Exercise materials =>
####

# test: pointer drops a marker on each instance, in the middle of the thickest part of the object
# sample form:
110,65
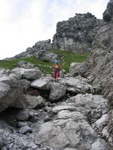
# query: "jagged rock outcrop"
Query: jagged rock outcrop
77,33
58,115
63,115
98,66
11,91
37,47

####

Task description =>
Write out the records above exactly as they appear, leaving out any pictures.

Answer space =>
# test: pointer drops a marker on each instance, in the middle of the thickest part of the object
# sample form:
110,65
# query: "jagged rock outcrop"
Query: jagged rock outcrop
77,33
58,115
63,115
98,66
11,91
37,47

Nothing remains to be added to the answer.